=== TEXT EXCERPT ===

The beginning of Blakelock's career was auspicious. Born in 1847, the  son of a New York City physician, Blakelock became adept early at both music and painting (he sometimes discussed his art in musical terms). Self-taught, he had already begun painting landscapes of the White and Adirondack Mountains by 1864, when he enrolled at the Free Academy of the City of New York (now City College). Three semesters later, in 1866, he left. He may have learned the late Hudson River School techniques at Cooper Union. But here his formal art training ended.

In 1867, at age 20, he began to show his work, then in the admired realistic style, at the National Academy of Design, where he was represented for several consecutive years. Blakelock's life and art were changed irrevocably by his long journeys to the far West from 1869 to 1871-through Indian country to California and the Pacific Coast, and down to the Isthmus of Panama. On his return East, Blakelock  painted landscapes reflecting his new preoccupations with mood over representation, and with his own imagination over realism. His technique also changed. He began to layer his paint thickly, scraping some away and adding more to build a complex tonality. Blakelock's extreme departures from the accepted academic fashion were too great; his work did not sell well enough for him to support his growing family. He was often forced to sell paintings for a pittance.

Blakelock was declared insane and placed in an asylum in 1899. He spent most of the remaining years of his life in a mental hospital. Reportedly, his descent into madness came on the day his ninth child was born. Asking $1,000 of a collector for a painting, Blakelock was offered $500, which he refused. Unable to sell the picture, he returned and the collector then offered only $300. Blakelock took the money and  tore it up; he was seized and institutionalized. Shortly thereafter, his work began to gain recognition. Within a few years, paintings he had sold for very little were commanding high prices-as high as $20,000 by 1916, when Blakelock, still destitute and incarcerated, was named an academician by the National Academy of Design.

Soon forgeries of the now-acclaimed artist abounded-so many that collectors find Blakelock's work hard to authenticate. Blakelock's family remained poverty-stricken. A daughter of the artist is said to have lost her mind after being duped by a forger. A visitor to the artist in 1916 reports that Blakelock appeared lucid until, at parting, he pulled out a roll of bills and gave three to the visitor, telling him to invest them. The "bills" were three small landscapes painted to resemble money. Blakelock was frequently hospitalized after 1916. He died in 1919.

===

TASK A => List every dollar amount that appears in the Blakelock biography.
TASK B => Transcribe the Blakelock biography word for word from "Soon forgeries of" to "died in 1919.".
Rely only on the Blakelock biography for your answers.

=== DATASET CONTENT ===

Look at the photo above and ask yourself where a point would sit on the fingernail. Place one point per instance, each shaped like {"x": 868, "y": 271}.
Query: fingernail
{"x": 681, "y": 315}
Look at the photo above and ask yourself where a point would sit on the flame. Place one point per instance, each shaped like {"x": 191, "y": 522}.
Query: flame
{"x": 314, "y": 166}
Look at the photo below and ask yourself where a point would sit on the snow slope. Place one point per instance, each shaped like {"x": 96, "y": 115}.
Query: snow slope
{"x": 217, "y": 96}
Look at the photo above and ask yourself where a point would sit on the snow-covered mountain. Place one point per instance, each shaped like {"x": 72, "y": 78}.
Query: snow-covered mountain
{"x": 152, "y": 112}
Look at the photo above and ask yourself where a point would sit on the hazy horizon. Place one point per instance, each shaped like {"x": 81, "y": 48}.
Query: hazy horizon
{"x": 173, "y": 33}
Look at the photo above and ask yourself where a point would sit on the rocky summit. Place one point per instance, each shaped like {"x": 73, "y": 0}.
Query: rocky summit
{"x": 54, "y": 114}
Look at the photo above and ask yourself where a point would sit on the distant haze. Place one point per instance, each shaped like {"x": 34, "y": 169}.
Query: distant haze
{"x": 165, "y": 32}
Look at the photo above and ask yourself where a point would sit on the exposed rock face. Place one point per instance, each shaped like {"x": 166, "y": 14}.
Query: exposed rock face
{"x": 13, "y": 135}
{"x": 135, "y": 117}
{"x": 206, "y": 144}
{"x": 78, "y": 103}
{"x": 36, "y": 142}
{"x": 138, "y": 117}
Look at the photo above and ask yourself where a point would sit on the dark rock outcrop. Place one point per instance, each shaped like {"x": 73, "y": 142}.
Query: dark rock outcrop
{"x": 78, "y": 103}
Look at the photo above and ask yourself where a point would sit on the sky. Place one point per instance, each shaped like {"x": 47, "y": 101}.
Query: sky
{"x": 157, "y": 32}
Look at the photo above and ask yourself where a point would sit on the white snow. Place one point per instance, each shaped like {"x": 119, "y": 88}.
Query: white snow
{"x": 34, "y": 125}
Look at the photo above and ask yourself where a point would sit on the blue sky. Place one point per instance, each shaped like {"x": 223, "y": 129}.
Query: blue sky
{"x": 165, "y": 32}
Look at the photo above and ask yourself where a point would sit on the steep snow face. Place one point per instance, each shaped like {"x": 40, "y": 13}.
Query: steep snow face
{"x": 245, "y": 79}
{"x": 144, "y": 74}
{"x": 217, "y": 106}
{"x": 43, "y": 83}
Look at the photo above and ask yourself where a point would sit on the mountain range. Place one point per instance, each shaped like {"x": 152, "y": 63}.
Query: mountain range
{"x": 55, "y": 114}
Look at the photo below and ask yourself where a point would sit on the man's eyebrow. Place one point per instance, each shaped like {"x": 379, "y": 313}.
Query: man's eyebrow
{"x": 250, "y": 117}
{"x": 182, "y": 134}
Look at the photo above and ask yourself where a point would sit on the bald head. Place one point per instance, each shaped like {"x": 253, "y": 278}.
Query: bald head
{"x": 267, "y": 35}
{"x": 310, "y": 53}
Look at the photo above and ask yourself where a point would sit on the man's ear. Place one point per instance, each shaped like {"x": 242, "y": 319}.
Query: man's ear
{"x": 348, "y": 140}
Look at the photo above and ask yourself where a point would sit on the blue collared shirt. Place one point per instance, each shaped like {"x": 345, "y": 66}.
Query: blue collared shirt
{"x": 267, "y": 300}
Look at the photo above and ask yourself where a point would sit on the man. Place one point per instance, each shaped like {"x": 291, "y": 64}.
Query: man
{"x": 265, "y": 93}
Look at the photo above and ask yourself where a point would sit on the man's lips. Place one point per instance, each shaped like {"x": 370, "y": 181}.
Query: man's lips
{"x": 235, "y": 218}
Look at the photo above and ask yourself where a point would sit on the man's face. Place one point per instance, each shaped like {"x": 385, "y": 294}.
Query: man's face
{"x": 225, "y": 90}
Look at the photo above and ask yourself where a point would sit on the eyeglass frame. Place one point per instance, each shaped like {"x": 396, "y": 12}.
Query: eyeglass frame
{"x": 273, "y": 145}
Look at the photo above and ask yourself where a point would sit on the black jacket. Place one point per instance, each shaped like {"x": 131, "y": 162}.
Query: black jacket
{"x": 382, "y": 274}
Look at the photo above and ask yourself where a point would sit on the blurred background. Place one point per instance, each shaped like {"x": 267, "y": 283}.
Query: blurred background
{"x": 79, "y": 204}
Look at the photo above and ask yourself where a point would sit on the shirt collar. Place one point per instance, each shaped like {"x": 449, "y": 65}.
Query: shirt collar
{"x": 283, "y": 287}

===

ANSWER BOX A => $1,000, $500, $300, $20,000

ANSWER BOX B =>
Soon forgeries of the now-acclaimed artist abounded-so many that collectors find Blakelock's work hard to authenticate. Blakelock's family remained poverty-stricken. A daughter of the artist is said to have lost her mind after being duped by a forger. A visitor to the artist in 1916 reports that Blakelock appeared lucid until, at parting, he pulled out a roll of bills and gave three to the visitor, telling him to invest them. The "bills" were three small landscapes painted to resemble money. Blakelock was frequently hospitalized after 1916. He died in 1919.